**Set problem:** Reproduce nothing but the closing run of lines: the line with "Sports-analytics tagging: mark the crowd" and each line that follows it to the end of the data.

**Input records:**
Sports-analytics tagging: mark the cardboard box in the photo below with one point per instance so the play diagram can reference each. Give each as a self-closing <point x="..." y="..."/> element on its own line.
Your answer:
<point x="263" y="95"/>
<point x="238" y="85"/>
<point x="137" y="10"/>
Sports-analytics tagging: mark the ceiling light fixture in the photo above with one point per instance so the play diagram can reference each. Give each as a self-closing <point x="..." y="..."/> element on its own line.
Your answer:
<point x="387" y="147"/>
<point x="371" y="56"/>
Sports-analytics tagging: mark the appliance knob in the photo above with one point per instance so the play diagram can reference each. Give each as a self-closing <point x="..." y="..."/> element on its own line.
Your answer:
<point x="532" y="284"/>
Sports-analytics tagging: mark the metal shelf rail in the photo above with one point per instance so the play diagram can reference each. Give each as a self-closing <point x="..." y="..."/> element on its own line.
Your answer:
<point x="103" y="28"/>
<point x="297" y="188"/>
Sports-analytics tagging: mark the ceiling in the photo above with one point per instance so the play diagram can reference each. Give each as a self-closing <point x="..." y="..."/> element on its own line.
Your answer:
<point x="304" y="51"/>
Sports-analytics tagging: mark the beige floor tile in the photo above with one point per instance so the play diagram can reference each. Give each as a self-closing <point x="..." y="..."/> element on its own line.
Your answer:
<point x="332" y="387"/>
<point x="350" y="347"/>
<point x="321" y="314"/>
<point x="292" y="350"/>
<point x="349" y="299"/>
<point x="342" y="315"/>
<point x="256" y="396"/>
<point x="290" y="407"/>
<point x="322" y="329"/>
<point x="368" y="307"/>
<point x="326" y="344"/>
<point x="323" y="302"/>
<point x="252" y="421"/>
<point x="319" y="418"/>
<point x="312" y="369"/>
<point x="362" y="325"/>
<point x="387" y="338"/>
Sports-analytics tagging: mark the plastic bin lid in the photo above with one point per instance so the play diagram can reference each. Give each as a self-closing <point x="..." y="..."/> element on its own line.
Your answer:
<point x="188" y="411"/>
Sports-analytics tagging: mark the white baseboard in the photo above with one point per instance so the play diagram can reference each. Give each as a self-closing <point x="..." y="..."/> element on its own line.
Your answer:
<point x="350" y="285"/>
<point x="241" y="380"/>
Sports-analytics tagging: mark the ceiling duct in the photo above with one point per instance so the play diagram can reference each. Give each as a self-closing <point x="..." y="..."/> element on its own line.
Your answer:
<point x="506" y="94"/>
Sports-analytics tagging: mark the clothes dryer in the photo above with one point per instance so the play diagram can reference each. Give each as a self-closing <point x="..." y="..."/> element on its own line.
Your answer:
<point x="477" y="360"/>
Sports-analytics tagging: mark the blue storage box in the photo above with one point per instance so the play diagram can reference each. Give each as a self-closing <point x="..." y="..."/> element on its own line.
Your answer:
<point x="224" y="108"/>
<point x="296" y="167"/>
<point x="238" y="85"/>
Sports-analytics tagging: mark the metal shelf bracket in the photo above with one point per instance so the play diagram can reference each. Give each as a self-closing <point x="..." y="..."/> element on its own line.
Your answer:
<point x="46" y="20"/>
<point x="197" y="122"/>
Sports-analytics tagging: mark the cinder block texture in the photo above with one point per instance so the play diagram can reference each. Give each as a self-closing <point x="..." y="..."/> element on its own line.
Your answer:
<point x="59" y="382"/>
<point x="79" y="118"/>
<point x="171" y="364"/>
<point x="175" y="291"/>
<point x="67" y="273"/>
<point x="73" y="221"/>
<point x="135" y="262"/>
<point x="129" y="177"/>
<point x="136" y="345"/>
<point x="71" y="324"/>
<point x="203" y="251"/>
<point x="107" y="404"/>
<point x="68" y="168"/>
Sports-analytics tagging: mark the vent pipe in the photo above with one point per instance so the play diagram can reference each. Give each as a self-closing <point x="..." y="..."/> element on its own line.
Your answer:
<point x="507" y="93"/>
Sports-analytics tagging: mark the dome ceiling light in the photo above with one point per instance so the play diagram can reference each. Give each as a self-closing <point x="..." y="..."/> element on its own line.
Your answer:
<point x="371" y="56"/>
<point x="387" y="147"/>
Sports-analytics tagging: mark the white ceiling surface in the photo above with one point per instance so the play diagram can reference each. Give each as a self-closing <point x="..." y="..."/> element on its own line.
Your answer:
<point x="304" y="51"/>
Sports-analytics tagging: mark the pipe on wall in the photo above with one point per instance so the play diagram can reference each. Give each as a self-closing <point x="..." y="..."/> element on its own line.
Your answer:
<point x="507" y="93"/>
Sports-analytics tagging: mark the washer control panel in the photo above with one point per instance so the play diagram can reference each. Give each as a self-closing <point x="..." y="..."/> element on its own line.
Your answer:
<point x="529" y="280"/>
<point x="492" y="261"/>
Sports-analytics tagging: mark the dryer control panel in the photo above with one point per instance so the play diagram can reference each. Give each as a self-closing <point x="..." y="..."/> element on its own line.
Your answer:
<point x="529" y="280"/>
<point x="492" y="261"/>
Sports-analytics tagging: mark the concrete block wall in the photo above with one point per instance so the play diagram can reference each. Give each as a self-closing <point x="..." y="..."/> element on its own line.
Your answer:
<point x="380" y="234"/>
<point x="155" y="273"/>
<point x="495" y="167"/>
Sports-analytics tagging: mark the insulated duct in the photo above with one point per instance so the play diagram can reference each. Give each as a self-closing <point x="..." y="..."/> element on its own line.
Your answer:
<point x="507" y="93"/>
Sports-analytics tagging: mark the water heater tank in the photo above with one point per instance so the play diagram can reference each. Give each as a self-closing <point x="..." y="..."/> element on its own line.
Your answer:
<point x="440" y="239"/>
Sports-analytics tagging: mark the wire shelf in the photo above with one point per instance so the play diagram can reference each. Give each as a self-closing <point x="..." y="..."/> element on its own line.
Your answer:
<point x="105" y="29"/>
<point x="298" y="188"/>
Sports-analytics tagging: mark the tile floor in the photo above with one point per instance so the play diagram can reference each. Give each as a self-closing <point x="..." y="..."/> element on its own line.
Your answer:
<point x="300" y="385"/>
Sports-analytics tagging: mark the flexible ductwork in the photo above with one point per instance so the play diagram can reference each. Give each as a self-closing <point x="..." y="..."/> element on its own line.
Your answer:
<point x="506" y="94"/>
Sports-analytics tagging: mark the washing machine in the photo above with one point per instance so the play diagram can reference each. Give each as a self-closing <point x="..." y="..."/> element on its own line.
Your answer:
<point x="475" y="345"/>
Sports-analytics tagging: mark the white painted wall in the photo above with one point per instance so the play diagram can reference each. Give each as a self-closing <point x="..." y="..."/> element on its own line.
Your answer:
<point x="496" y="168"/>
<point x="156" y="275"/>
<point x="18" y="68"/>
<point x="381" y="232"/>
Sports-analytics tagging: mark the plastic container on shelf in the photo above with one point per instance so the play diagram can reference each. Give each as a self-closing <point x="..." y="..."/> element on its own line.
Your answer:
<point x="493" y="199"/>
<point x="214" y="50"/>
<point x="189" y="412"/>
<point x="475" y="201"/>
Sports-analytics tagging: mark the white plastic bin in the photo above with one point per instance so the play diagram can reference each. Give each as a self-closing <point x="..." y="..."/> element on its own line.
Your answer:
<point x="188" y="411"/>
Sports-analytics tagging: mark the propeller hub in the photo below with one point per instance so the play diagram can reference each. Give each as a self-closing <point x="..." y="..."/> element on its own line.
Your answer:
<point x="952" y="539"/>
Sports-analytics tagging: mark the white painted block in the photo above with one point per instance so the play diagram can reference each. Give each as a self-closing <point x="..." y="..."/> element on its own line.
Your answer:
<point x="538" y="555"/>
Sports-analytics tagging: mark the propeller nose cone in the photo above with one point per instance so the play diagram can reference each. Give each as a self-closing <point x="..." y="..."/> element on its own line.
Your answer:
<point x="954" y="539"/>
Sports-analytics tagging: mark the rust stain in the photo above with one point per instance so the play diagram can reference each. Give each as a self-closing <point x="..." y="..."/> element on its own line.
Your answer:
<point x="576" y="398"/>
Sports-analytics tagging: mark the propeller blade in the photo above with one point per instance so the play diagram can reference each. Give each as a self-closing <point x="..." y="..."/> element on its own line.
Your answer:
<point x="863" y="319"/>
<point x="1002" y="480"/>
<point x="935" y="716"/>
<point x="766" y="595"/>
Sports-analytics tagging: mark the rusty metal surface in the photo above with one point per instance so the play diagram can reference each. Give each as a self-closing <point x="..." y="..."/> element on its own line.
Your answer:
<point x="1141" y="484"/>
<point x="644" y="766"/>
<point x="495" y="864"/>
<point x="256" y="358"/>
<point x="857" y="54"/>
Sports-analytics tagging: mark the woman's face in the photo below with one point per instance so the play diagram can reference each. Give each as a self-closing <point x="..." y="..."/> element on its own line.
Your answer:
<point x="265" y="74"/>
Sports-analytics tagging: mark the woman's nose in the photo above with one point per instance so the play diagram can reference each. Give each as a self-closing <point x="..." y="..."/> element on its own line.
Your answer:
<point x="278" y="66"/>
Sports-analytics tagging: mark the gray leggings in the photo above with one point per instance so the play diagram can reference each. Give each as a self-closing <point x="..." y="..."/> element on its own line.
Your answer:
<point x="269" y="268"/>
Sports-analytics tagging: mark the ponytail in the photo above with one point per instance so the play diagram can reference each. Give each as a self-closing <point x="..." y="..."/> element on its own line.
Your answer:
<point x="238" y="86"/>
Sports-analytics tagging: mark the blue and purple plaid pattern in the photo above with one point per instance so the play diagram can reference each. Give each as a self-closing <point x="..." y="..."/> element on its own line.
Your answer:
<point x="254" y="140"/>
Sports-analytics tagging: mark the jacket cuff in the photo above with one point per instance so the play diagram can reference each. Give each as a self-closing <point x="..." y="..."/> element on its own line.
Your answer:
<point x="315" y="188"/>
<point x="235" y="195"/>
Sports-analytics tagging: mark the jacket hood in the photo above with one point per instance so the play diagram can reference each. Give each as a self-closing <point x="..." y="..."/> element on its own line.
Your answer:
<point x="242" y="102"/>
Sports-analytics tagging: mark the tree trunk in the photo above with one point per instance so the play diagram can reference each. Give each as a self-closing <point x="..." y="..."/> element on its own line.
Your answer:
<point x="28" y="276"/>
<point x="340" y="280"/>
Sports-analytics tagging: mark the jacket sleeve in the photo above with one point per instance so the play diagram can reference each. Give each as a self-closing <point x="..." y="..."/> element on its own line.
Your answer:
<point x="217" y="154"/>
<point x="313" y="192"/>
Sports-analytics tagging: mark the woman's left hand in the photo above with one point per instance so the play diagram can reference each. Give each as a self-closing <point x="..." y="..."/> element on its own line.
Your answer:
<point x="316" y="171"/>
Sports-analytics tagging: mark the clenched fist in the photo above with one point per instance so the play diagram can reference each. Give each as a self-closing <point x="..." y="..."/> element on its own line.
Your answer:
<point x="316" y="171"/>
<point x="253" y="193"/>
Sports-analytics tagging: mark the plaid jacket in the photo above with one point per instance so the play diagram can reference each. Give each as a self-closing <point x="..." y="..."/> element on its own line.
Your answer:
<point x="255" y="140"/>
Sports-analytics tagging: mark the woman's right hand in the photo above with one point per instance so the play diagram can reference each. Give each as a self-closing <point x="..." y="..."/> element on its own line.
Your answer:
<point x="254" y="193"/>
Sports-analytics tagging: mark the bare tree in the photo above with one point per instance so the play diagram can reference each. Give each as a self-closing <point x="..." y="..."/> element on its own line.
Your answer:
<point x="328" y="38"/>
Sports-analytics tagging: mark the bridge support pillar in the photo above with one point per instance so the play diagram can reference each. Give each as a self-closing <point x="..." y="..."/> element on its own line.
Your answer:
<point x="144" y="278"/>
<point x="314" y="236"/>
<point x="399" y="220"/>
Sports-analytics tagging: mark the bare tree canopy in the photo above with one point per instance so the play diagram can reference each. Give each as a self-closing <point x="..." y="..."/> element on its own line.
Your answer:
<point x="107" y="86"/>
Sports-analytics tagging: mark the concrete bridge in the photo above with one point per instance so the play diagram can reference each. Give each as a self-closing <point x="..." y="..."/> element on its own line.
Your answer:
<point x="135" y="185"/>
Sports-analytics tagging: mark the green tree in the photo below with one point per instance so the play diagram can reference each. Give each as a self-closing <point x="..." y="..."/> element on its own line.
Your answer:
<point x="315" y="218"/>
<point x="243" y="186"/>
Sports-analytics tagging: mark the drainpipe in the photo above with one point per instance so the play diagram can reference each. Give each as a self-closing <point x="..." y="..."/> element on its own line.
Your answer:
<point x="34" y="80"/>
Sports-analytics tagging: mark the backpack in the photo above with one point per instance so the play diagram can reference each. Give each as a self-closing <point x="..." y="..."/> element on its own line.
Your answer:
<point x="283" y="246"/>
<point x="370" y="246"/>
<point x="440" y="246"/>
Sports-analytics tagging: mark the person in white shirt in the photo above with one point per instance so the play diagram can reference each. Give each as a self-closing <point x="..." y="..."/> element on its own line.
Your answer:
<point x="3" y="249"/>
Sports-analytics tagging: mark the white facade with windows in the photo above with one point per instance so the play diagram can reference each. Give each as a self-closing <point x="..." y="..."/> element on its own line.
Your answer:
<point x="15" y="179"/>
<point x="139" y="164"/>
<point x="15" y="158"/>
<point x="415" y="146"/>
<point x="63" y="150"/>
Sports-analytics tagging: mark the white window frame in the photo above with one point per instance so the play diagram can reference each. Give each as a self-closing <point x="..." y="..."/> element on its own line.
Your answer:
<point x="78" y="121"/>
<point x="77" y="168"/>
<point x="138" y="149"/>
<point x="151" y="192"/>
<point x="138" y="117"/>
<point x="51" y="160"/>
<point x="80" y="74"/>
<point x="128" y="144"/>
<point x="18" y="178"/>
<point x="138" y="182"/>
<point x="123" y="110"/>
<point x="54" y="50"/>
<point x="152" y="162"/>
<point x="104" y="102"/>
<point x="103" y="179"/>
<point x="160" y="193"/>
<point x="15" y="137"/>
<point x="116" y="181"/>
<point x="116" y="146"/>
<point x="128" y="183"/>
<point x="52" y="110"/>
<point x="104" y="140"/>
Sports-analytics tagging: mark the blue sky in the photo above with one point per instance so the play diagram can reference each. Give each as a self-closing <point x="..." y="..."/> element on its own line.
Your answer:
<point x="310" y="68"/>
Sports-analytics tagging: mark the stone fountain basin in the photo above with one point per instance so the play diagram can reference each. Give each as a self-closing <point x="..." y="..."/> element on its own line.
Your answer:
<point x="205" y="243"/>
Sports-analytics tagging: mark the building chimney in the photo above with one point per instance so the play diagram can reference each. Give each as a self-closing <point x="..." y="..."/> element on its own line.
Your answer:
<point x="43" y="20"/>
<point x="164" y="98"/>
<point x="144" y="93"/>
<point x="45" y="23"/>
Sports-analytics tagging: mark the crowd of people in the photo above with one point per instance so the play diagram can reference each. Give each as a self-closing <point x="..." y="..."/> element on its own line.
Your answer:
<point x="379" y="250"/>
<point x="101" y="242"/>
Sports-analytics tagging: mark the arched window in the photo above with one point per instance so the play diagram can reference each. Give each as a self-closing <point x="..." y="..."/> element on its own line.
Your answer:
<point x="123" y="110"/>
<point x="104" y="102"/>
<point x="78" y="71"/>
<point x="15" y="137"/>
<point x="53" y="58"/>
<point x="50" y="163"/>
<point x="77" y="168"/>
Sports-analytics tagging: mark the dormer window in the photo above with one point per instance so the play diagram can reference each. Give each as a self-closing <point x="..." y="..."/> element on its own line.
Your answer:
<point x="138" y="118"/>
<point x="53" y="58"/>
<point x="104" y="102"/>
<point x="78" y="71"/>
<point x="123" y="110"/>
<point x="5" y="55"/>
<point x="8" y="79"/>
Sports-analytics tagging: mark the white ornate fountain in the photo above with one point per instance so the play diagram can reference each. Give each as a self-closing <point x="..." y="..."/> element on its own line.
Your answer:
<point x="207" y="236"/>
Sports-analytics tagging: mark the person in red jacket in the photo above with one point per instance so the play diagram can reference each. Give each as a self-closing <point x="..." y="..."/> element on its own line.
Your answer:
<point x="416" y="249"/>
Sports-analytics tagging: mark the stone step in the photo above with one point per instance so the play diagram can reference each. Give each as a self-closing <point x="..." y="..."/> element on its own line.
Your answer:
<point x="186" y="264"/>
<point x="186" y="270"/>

**Answer below:**
Sports-analytics tagging: mark the crowd of people in the photo above with one point per instance so the play diagram can reference each. Give each as a self-closing <point x="..." y="..."/> element on its own line.
Your answer:
<point x="379" y="250"/>
<point x="101" y="242"/>
Sports-analytics tagging: mark the arched window in the photo above with one point per instance so the play diagram can reference each. Give each as a self-closing <point x="..." y="..."/> element on its own line.
Your answer:
<point x="123" y="110"/>
<point x="104" y="102"/>
<point x="78" y="71"/>
<point x="15" y="137"/>
<point x="53" y="58"/>
<point x="50" y="163"/>
<point x="77" y="168"/>
Sports-analytics tagging: mark the dormer window in the photo above with one point per instance so the play diagram can reference each. Give each as a self-closing <point x="..." y="..."/> element on its own line.
Your answer:
<point x="138" y="118"/>
<point x="53" y="58"/>
<point x="104" y="102"/>
<point x="78" y="71"/>
<point x="123" y="110"/>
<point x="5" y="55"/>
<point x="8" y="79"/>
Sports-analytics tagging: mark the white ornate fountain in the photo above with one point per instance so the play diagram can reference each. Give each as a self-closing <point x="..." y="..."/> element on its own line.
Your answer:
<point x="207" y="236"/>
Sports-analytics tagging: mark the person in red jacket in the photo above with one point per instance so the play diagram can reference each. Give each as a self-closing <point x="..." y="..."/> element on its own line.
Your answer:
<point x="416" y="249"/>
Sports-analytics tagging: mark the stone step in the photo above with one point per instance so the play diagram can reference each. Give each as a self-closing <point x="..." y="..."/> element on its own line.
Your answer:
<point x="186" y="264"/>
<point x="186" y="270"/>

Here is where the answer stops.